» Problem details
Put the lines below into a JSON list of strings, one string per line, leaving out blank lines. Include only the part that opens with the line containing "Mark the cowboy hat" and closes with the line containing "pixel 81 26", with both of those lines included.
╭─ Records for this exercise
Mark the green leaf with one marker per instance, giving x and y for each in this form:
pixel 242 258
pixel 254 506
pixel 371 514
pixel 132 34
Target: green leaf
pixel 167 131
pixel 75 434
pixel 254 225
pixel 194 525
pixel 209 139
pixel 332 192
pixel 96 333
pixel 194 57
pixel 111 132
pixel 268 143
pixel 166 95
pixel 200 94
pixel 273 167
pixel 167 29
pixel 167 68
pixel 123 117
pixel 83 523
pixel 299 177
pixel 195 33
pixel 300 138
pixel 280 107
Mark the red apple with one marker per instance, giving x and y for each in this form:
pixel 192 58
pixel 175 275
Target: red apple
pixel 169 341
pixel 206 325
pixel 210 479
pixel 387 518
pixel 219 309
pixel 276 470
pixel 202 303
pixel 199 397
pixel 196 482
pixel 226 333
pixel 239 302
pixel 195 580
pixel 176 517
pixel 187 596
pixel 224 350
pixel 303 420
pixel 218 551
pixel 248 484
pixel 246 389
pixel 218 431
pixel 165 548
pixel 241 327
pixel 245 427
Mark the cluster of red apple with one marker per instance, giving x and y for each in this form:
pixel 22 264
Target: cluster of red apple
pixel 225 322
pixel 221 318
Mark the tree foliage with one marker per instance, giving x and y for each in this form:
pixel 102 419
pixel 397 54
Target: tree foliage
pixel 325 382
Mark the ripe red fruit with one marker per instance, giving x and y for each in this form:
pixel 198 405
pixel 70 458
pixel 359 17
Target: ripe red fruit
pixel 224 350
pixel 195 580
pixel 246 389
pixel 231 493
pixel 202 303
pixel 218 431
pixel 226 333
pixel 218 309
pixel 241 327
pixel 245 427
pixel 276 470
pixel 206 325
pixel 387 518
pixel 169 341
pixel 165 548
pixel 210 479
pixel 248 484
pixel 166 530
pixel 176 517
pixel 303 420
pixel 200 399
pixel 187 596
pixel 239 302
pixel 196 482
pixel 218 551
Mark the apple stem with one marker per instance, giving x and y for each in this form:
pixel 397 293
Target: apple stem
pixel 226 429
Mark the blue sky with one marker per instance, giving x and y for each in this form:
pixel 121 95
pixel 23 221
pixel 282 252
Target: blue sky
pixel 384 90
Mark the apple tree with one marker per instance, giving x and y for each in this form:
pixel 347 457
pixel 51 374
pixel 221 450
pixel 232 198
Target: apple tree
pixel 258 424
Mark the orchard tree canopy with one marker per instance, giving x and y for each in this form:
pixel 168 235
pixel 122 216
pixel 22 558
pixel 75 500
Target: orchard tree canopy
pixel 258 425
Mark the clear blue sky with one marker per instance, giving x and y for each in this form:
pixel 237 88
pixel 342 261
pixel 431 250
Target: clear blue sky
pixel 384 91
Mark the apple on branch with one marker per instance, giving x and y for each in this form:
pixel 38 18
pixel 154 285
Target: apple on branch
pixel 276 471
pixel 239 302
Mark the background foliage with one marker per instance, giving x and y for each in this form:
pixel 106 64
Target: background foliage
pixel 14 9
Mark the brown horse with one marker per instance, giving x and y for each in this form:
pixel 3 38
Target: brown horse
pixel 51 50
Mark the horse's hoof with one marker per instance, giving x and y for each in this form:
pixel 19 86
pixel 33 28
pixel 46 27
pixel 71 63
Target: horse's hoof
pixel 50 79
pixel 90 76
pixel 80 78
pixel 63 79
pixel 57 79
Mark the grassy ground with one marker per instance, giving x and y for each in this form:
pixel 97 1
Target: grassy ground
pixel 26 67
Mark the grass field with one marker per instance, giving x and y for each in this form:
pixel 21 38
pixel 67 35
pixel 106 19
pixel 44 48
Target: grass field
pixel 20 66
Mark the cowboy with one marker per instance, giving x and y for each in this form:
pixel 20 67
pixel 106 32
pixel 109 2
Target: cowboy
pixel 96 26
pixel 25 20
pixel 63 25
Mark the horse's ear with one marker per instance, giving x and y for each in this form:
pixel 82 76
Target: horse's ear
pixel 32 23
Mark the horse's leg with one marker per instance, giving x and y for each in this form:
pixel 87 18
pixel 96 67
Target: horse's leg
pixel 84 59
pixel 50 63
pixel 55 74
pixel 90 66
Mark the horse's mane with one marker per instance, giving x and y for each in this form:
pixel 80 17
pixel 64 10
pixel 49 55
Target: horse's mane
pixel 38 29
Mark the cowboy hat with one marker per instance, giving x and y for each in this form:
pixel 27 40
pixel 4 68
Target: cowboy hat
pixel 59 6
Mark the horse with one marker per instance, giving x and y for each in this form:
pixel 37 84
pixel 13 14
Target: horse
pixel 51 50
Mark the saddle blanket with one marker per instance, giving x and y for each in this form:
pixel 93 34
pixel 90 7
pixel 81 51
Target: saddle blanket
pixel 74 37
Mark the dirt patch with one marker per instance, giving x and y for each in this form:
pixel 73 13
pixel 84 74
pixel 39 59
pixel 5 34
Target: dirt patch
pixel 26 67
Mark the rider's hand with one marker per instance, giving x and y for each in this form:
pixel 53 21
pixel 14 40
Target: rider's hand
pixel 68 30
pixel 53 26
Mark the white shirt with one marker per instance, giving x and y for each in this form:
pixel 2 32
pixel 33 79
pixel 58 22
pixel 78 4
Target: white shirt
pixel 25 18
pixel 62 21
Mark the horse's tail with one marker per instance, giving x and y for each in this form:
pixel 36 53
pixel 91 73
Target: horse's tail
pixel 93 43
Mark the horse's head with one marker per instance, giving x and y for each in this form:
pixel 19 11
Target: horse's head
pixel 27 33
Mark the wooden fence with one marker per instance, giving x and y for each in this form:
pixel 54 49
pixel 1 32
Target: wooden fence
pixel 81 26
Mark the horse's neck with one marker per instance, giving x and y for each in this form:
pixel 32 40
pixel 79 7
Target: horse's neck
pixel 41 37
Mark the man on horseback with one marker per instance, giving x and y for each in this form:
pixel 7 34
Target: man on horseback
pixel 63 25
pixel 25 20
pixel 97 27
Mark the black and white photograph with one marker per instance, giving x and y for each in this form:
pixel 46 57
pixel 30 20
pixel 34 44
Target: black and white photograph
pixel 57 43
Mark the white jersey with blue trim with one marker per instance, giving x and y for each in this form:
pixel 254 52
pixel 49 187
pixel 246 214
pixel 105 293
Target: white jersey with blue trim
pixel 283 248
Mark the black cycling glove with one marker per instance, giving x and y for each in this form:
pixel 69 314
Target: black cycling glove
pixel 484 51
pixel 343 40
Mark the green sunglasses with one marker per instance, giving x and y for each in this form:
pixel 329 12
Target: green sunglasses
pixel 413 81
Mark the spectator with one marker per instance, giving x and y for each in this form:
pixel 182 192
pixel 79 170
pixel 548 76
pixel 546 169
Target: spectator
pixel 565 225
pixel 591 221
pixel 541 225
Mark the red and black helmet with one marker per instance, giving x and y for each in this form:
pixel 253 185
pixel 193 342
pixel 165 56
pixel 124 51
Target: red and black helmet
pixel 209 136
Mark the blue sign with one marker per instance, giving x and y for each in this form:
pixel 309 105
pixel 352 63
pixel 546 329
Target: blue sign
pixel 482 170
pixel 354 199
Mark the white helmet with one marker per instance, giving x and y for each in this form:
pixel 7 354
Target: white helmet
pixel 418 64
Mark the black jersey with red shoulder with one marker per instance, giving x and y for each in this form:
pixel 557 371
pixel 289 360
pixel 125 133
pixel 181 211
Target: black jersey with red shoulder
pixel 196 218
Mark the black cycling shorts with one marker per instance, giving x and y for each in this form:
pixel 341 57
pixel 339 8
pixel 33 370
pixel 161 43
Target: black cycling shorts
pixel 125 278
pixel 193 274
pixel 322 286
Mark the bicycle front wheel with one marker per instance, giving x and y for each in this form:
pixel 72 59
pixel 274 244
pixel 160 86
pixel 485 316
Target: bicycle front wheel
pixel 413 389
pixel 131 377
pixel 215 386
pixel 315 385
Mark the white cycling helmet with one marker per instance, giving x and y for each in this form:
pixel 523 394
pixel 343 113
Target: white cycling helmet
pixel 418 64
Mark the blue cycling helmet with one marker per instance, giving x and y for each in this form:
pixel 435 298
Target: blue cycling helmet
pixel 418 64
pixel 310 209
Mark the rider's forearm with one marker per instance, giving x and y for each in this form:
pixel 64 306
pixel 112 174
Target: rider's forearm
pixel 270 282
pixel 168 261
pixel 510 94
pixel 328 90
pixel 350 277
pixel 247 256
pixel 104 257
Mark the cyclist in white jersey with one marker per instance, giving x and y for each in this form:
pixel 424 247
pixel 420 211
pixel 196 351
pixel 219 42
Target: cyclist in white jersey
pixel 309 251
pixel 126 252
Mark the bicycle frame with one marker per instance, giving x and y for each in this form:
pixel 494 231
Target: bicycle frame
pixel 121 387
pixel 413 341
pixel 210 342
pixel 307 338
╰─
» Finished exercise
[
  "Mark the cowboy hat with one marker per instance, giving x and y for each in this form:",
  "pixel 27 40",
  "pixel 4 68",
  "Target: cowboy hat",
  "pixel 59 6",
  "Mark the horse with one marker per instance, giving x and y for each in this form:",
  "pixel 37 84",
  "pixel 13 14",
  "Target: horse",
  "pixel 51 50",
  "Mark the saddle blanket with one marker per instance, giving x and y for each in this form:",
  "pixel 93 34",
  "pixel 90 7",
  "pixel 81 51",
  "Target: saddle blanket",
  "pixel 74 37",
  "Mark the dirt patch with one marker per instance, giving x and y for each in this form:",
  "pixel 73 13",
  "pixel 84 74",
  "pixel 39 59",
  "pixel 5 34",
  "Target: dirt patch",
  "pixel 26 67",
  "Mark the rider's hand with one marker per instance, giving x and y for each in this form:",
  "pixel 53 21",
  "pixel 14 40",
  "Target: rider's hand",
  "pixel 68 30",
  "pixel 53 26",
  "Mark the white shirt with one marker per instance, giving x and y for each in this form:",
  "pixel 2 32",
  "pixel 33 79",
  "pixel 58 22",
  "pixel 78 4",
  "Target: white shirt",
  "pixel 25 18",
  "pixel 62 21",
  "Mark the horse's tail with one marker per instance, giving x and y for each in this form:",
  "pixel 36 53",
  "pixel 91 73",
  "Target: horse's tail",
  "pixel 93 43",
  "Mark the horse's head with one marker per instance, giving x and y for each in this form:",
  "pixel 19 11",
  "Target: horse's head",
  "pixel 27 33",
  "Mark the wooden fence with one marker per instance, giving x and y for each in this form:",
  "pixel 54 49",
  "pixel 1 32",
  "Target: wooden fence",
  "pixel 81 26"
]